Referring expression pointing data:
=== Section Start ===

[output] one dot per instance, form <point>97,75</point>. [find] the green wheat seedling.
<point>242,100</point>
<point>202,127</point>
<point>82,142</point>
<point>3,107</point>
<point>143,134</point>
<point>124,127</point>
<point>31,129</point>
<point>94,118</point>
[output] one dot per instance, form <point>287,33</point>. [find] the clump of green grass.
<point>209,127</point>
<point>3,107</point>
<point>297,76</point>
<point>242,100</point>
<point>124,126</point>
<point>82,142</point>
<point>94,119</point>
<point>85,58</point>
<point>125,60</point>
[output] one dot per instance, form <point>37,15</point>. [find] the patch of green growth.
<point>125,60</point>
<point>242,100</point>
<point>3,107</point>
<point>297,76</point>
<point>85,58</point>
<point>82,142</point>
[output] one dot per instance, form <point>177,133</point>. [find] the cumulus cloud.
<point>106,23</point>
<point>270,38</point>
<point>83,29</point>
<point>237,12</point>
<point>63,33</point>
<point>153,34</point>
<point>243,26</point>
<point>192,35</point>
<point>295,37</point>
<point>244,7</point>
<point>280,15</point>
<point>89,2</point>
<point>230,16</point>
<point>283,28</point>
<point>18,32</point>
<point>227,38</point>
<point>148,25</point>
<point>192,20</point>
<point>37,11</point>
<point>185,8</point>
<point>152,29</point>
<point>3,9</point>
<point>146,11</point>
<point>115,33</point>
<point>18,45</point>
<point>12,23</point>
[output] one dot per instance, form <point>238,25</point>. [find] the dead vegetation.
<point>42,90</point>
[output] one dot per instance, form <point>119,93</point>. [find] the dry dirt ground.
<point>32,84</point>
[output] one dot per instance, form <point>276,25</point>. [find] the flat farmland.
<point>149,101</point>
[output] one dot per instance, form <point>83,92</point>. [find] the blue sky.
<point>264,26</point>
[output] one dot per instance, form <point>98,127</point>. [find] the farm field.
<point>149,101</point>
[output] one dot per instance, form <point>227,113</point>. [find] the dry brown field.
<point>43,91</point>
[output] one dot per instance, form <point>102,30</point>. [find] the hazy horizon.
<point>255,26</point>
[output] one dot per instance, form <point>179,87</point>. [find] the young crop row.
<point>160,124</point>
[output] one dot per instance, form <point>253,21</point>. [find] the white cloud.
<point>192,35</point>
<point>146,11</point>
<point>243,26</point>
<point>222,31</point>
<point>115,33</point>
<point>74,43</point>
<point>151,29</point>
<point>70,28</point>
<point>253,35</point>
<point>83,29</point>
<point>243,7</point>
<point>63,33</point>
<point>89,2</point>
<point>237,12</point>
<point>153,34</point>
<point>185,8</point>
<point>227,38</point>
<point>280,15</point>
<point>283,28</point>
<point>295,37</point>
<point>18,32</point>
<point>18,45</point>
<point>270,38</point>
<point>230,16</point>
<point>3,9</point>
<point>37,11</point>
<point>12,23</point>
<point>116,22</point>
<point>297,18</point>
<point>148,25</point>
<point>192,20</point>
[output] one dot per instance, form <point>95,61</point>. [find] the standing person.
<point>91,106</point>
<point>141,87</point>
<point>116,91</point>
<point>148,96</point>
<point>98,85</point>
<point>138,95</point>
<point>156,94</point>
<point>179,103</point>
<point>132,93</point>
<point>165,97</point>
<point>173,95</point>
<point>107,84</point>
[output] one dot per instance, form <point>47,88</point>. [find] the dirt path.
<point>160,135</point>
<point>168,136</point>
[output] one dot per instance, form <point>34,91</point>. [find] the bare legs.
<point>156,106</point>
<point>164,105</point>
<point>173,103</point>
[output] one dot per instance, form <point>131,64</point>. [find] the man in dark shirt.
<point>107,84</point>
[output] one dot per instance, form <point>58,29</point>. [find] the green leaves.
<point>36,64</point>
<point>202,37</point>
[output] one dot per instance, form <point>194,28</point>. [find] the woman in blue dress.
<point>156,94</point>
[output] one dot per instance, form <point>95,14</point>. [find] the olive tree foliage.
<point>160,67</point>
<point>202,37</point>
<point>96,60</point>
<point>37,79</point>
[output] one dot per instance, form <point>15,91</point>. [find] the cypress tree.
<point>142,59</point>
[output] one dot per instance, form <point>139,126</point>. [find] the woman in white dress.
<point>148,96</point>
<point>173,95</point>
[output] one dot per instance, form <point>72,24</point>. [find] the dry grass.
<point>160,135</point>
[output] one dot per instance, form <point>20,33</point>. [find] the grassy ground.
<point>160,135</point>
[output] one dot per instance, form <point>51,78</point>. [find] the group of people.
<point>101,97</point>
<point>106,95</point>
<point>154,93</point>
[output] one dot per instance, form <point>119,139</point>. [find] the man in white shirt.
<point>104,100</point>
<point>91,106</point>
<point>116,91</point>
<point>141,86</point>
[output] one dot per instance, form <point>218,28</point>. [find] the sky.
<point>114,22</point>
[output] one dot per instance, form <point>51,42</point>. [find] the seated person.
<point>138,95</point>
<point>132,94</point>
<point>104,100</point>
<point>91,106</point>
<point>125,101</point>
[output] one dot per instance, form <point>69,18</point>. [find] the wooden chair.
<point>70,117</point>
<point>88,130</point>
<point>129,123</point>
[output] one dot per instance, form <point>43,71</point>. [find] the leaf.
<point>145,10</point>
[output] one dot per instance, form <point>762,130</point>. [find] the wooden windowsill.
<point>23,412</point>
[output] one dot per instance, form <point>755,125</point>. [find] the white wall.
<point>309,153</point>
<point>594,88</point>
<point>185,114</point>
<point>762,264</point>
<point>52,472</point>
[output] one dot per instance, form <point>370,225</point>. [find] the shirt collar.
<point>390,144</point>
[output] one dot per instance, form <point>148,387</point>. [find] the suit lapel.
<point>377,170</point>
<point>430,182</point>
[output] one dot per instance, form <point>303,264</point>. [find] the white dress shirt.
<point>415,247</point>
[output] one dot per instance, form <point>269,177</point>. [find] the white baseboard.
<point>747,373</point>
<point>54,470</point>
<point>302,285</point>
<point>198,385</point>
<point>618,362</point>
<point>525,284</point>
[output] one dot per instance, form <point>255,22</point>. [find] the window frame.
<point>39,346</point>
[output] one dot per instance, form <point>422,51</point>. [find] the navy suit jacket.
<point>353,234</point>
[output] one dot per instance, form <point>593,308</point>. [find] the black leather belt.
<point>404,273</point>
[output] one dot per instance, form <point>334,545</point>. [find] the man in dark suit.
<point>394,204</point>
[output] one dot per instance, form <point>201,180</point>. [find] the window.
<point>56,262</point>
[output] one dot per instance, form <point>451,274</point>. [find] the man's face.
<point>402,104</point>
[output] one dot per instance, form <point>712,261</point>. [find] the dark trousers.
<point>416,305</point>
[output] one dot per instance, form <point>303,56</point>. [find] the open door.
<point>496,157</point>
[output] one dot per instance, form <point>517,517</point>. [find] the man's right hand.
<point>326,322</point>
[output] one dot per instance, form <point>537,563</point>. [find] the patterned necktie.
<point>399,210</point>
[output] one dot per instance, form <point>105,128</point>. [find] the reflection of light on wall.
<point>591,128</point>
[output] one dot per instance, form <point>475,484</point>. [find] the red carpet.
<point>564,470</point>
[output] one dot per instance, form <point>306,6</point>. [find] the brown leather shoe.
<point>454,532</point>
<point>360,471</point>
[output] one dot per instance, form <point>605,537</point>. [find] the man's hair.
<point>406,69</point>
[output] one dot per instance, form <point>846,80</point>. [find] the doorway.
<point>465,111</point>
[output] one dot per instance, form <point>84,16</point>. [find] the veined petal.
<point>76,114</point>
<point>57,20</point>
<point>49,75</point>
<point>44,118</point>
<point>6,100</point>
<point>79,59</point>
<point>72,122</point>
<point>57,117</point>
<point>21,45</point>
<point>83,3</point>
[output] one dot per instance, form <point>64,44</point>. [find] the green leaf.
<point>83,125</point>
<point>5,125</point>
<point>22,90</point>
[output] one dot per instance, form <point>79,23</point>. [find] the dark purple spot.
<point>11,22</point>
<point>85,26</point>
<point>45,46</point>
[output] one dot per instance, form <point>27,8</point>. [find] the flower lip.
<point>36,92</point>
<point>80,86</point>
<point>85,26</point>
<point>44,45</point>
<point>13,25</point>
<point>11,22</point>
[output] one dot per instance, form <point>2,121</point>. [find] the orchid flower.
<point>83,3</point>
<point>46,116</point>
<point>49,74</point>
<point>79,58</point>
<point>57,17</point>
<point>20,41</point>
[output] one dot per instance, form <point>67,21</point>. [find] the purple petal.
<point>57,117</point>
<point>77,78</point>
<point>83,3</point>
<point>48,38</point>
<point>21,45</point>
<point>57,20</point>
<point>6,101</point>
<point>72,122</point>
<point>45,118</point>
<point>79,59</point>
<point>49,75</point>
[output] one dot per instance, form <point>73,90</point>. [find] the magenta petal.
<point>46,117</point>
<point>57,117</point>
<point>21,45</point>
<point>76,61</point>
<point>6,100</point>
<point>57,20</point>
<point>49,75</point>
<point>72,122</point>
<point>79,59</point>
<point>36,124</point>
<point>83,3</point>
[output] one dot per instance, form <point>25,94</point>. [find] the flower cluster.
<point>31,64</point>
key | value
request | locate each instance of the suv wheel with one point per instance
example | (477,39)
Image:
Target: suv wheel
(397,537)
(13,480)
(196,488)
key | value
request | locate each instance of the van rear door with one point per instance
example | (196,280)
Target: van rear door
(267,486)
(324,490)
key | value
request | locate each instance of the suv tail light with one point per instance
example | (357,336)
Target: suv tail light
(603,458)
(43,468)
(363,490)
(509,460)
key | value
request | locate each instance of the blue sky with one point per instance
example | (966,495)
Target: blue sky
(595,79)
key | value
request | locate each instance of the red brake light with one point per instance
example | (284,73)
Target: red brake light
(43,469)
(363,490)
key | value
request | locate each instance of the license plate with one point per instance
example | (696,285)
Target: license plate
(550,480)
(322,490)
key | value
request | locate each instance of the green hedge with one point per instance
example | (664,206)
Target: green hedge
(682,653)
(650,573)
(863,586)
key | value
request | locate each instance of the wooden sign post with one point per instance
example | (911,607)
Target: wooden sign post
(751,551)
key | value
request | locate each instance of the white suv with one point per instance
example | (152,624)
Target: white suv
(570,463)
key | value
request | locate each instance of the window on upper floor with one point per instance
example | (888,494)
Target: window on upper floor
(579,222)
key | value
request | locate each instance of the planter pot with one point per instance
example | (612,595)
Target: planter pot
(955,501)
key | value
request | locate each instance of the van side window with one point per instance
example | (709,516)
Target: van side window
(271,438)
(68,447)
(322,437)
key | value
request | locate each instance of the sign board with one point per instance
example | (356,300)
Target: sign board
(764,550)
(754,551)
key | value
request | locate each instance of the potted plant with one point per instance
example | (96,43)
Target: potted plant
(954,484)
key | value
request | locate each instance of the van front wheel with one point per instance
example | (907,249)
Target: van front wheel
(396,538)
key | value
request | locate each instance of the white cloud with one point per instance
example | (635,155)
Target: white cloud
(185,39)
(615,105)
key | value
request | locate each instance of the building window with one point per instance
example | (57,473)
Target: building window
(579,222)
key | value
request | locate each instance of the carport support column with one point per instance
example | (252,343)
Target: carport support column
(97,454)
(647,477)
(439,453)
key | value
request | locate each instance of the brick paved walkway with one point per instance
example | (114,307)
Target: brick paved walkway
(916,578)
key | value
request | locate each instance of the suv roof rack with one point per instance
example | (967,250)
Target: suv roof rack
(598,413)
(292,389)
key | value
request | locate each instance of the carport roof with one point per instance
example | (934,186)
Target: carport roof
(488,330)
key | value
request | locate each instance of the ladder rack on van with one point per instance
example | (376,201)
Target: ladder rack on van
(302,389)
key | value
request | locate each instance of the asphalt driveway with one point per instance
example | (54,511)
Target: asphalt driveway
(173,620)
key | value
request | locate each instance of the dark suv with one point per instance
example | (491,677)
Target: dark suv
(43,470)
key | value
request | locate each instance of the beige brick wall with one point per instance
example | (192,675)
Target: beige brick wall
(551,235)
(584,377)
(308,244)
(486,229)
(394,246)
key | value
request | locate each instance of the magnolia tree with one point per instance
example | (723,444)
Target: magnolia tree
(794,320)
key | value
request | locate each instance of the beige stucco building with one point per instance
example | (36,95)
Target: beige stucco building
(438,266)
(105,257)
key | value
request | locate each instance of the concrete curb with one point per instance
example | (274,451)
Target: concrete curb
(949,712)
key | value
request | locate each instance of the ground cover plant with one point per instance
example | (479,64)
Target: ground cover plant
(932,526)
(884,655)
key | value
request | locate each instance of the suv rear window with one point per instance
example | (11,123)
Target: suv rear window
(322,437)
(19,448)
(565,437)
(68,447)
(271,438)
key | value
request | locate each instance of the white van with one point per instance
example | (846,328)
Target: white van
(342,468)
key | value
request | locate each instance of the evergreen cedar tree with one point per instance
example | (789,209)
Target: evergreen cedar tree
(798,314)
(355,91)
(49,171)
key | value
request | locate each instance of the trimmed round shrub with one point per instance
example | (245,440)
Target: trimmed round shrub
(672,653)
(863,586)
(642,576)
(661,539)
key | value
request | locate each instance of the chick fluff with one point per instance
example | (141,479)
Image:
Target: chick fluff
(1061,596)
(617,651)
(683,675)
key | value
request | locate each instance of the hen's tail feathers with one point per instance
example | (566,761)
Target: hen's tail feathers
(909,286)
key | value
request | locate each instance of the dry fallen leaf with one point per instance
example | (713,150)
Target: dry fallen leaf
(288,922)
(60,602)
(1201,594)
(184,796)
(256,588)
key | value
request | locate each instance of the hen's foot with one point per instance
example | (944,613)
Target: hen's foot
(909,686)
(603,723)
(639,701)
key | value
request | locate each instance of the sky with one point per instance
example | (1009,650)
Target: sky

=== Section End ===

Task prompt —
Retype the portion of the data above that starts on the line with "example | (96,43)" and finishes on the line with "example | (252,343)", including both of those lines.

Result of the exercise —
example | (96,43)
Target: potted plant
(954,484)
key | value
request | locate each instance of the van front wheel with one point per instance
example | (907,249)
Target: van front wheel
(396,538)
key | value
request | locate each instance of the white cloud with one point per instance
example | (635,155)
Target: white cloud
(185,39)
(615,105)
key | value
request | locate each instance of the building window with one point per instance
example | (57,473)
Target: building window
(579,222)
key | value
request | locate each instance of the carport support column with one point per instance
example | (252,343)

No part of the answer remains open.